**Written problem**
Every entry needs to be printed exactly, please.

[BEGIN]

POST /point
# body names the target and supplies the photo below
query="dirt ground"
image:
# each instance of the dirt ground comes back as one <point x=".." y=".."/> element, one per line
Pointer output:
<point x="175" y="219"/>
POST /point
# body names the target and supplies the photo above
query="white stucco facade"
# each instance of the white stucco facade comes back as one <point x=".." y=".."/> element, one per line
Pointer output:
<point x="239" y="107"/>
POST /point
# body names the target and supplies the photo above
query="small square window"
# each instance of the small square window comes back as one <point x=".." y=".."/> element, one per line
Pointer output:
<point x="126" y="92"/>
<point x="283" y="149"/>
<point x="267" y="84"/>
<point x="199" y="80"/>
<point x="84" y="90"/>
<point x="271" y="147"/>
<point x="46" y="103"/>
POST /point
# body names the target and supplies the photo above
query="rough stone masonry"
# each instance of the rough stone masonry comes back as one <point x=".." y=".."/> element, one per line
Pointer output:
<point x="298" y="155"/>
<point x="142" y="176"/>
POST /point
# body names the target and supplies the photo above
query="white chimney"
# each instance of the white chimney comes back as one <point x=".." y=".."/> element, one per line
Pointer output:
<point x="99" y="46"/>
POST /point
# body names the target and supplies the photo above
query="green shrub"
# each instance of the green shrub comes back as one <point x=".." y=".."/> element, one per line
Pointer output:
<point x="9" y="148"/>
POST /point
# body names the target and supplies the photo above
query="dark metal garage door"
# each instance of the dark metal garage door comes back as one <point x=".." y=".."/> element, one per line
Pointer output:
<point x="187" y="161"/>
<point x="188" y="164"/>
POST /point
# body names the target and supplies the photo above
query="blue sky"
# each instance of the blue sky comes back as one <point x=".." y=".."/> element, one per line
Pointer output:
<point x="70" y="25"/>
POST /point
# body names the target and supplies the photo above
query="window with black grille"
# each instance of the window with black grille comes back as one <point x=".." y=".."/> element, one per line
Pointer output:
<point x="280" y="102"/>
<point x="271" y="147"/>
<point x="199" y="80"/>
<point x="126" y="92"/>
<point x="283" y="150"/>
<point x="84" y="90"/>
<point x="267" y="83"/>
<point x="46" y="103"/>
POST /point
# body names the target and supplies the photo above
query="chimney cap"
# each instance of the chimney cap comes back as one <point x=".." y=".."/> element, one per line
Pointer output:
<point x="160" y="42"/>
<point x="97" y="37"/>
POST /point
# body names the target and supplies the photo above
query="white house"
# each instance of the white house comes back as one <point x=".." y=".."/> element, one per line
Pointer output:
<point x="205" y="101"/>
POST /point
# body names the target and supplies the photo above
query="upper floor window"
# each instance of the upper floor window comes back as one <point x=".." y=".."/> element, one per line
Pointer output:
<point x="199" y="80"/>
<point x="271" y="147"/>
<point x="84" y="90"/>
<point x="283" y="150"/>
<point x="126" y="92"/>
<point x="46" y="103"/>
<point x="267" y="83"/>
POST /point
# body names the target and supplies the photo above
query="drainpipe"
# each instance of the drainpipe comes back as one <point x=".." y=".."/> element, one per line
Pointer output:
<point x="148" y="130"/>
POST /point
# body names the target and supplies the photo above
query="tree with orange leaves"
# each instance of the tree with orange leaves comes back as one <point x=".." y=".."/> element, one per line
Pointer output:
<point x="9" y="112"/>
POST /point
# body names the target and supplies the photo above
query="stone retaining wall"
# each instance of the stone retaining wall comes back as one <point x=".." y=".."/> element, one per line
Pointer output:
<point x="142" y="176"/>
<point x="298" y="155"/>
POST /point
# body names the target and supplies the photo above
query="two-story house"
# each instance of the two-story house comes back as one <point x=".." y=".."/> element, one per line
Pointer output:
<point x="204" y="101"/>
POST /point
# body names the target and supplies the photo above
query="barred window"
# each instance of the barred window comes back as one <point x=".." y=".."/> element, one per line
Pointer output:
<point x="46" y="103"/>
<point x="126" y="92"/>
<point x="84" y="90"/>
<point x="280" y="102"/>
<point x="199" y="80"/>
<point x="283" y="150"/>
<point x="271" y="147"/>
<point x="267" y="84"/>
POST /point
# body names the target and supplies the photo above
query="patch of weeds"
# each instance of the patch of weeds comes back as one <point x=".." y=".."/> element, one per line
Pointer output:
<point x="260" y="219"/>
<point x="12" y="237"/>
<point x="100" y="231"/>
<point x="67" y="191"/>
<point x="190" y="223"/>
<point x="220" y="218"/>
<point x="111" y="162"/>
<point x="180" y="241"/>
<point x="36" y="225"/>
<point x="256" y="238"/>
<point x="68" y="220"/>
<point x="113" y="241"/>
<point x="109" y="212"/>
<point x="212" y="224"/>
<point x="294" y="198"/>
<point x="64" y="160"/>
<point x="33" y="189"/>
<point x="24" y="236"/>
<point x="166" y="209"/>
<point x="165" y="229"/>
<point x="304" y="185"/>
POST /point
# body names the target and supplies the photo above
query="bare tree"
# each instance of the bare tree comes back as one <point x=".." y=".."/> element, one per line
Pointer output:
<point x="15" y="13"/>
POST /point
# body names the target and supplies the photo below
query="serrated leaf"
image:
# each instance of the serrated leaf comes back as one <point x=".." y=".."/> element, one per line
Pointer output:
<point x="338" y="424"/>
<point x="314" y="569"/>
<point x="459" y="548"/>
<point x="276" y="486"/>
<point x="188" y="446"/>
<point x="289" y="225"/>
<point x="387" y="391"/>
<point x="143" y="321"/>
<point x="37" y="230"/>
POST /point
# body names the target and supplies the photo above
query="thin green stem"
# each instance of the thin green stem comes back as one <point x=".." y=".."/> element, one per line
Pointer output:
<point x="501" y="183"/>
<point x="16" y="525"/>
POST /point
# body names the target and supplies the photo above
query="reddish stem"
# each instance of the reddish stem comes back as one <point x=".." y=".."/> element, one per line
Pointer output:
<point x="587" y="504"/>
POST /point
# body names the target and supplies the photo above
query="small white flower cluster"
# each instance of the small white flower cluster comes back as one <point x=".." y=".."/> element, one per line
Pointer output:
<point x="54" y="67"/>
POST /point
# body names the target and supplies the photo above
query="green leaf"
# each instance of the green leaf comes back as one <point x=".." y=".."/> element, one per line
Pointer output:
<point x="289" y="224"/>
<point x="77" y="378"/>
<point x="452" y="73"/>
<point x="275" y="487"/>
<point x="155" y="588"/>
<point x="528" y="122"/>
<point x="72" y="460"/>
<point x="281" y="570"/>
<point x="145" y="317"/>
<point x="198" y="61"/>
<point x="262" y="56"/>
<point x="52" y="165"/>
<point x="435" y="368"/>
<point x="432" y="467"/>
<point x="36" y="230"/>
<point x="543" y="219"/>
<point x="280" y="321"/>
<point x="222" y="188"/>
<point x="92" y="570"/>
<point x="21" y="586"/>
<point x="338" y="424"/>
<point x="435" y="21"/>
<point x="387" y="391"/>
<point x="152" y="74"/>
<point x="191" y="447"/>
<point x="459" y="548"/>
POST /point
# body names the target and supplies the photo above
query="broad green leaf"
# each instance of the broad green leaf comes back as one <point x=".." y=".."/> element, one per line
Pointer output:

[END]

**Response below**
POST /point
# body names the target and supplies the photo below
query="dirt ground"
image:
# each instance of the dirt ground comes back as one <point x=".." y=".."/> element, one per line
Pointer output:
<point x="175" y="219"/>
POST /point
# body names the target and supplies the photo above
query="white stucco facade"
# each instance of the white stucco facade comes back as one <point x=".." y=".."/> element, one per line
Pointer output:
<point x="239" y="107"/>
POST /point
# body names the target and supplies the photo above
query="small square window"
# each instance of the small square window comes back as one <point x=".." y=".."/> element, one per line
Pointer output:
<point x="126" y="92"/>
<point x="283" y="149"/>
<point x="267" y="84"/>
<point x="199" y="80"/>
<point x="84" y="90"/>
<point x="271" y="147"/>
<point x="46" y="103"/>
POST /point
# body names the target and supplies the photo above
query="rough stone masonry"
# each instance of the rough stone masonry comes back as one <point x=".." y=".."/> element, one per line
Pointer output:
<point x="298" y="155"/>
<point x="142" y="176"/>
POST /point
# body names the target and supplies the photo above
query="white chimney"
# each instance of the white chimney comes back as one <point x=".." y=".."/> element, one per line
Pointer output:
<point x="99" y="46"/>
POST /point
# body names the target and supplies the photo above
query="green shrub"
# each instance of the green shrub comes back as one <point x=".." y=".."/> element, one per line
Pointer output:
<point x="9" y="148"/>
POST /point
# body names the target and supplies the photo above
query="dark metal garage door"
# each instance of the dark metal garage door comes back as one <point x=".." y=".."/> element, one per line
Pointer output:
<point x="187" y="161"/>
<point x="188" y="164"/>
POST /point
# body names the target and supplies the photo above
query="blue sky"
# each instance of the blue sky comes back as one <point x=".." y=".."/> element, one per line
Pointer output:
<point x="70" y="25"/>
POST /point
# body names the target and supplies the photo above
query="window with black grille"
# each instance of the window with black grille comes back as one <point x=".." y=".."/> element, one per line
Pointer output:
<point x="280" y="102"/>
<point x="271" y="147"/>
<point x="199" y="80"/>
<point x="126" y="92"/>
<point x="283" y="150"/>
<point x="84" y="90"/>
<point x="267" y="83"/>
<point x="46" y="103"/>
POST /point
# body names the target and supplies the photo above
query="chimney cap"
# each instance of the chimney cap comes back as one <point x=".." y=".."/> element, one per line
Pointer output:
<point x="160" y="42"/>
<point x="97" y="37"/>
POST /point
# body names the target and supplies the photo above
query="white house"
# each instance of the white house comes back as one <point x=".." y=".."/> element, one per line
Pointer output:
<point x="205" y="101"/>
POST /point
# body names the target and supplies the photo above
query="upper floor window"
# each instance of the upper floor window comes back as one <point x=".." y=".."/> element, one per line
Pointer output:
<point x="199" y="80"/>
<point x="271" y="147"/>
<point x="84" y="90"/>
<point x="283" y="150"/>
<point x="126" y="92"/>
<point x="46" y="103"/>
<point x="267" y="83"/>
POST /point
# body names the target and supplies the photo above
query="drainpipe"
# each instance of the drainpipe comes back as one <point x=".." y=".."/> element, one per line
Pointer output:
<point x="148" y="130"/>
POST /point
# body names the target and supplies the photo above
query="tree with orange leaves"
# each instance of the tree with orange leaves comes back as one <point x=".." y=".."/> element, one per line
Pointer output:
<point x="9" y="112"/>
POST /point
# body names the target and supplies the photo above
query="stone retaining wall"
# each instance of the stone retaining wall comes back as one <point x=".." y=".."/> element, one per line
Pointer output:
<point x="142" y="176"/>
<point x="298" y="155"/>
POST /point
# body names the target and supplies the photo above
query="two-story house"
# each instance of the two-story house comes back as one <point x=".." y=".."/> element, one per line
Pointer output:
<point x="204" y="101"/>
POST /point
# body names the target and supplies the photo above
query="barred window"
# each instance of the barred window comes back as one <point x=".." y=".."/> element, one per line
Pointer output:
<point x="46" y="103"/>
<point x="126" y="92"/>
<point x="84" y="90"/>
<point x="280" y="102"/>
<point x="199" y="80"/>
<point x="283" y="150"/>
<point x="271" y="147"/>
<point x="267" y="84"/>
POST /point
# body names the target and supplies the photo above
query="patch of weeds"
# each instance of the patch of weeds comes back as one <point x=".." y=".."/> element, one per line
Pointer output:
<point x="260" y="219"/>
<point x="12" y="237"/>
<point x="100" y="231"/>
<point x="67" y="191"/>
<point x="190" y="223"/>
<point x="220" y="218"/>
<point x="111" y="162"/>
<point x="180" y="241"/>
<point x="36" y="225"/>
<point x="256" y="238"/>
<point x="68" y="220"/>
<point x="113" y="241"/>
<point x="109" y="212"/>
<point x="212" y="224"/>
<point x="294" y="198"/>
<point x="64" y="160"/>
<point x="33" y="189"/>
<point x="24" y="236"/>
<point x="166" y="209"/>
<point x="165" y="229"/>
<point x="304" y="185"/>
POST /point
# body names the target and supplies the photo above
query="bare tree"
# each instance of the bare tree comes back as one <point x=".." y=".."/> element, one per line
Pointer output:
<point x="15" y="13"/>
POST /point
# body names the target and supplies the photo below
query="serrated leaf"
image:
# each instance of the serrated leaf comes back as one <point x=".." y=".."/> element, one per line
Pointer output:
<point x="338" y="424"/>
<point x="314" y="569"/>
<point x="459" y="548"/>
<point x="276" y="486"/>
<point x="188" y="446"/>
<point x="289" y="225"/>
<point x="387" y="391"/>
<point x="143" y="321"/>
<point x="37" y="230"/>
POST /point
# body names the target and supplies the photo above
query="thin green stem"
# each instance of the thin green stem comes back as one <point x=".." y=".."/> element, one per line
Pointer output:
<point x="501" y="183"/>
<point x="16" y="525"/>
POST /point
# body names the target and supplies the photo above
query="reddish stem"
# each instance of the reddish stem comes back as one <point x=".." y=".."/> element, one per line
Pointer output:
<point x="587" y="504"/>
POST /point
# body names the target and supplies the photo above
query="small white flower cluster"
# each instance of the small white flower cluster comes back as one <point x=".." y=".."/> element, one per line
Pointer output:
<point x="54" y="67"/>
POST /point
# body names the target and supplies the photo above
query="green leaf"
# each instance of the green leaf comes back as one <point x=".." y=".."/> element, one per line
Pointer output:
<point x="289" y="224"/>
<point x="77" y="378"/>
<point x="452" y="73"/>
<point x="275" y="487"/>
<point x="155" y="588"/>
<point x="528" y="122"/>
<point x="72" y="460"/>
<point x="281" y="570"/>
<point x="145" y="317"/>
<point x="198" y="61"/>
<point x="262" y="56"/>
<point x="52" y="165"/>
<point x="435" y="368"/>
<point x="432" y="467"/>
<point x="36" y="230"/>
<point x="543" y="219"/>
<point x="280" y="321"/>
<point x="222" y="188"/>
<point x="92" y="570"/>
<point x="21" y="586"/>
<point x="338" y="424"/>
<point x="435" y="21"/>
<point x="387" y="391"/>
<point x="152" y="74"/>
<point x="191" y="447"/>
<point x="459" y="548"/>
POST /point
# body names the target and supplies the photo above
query="broad green leaf"
# each instance of the broad green leaf comes back as one <point x=".." y=".."/> element, one per line
Pointer output:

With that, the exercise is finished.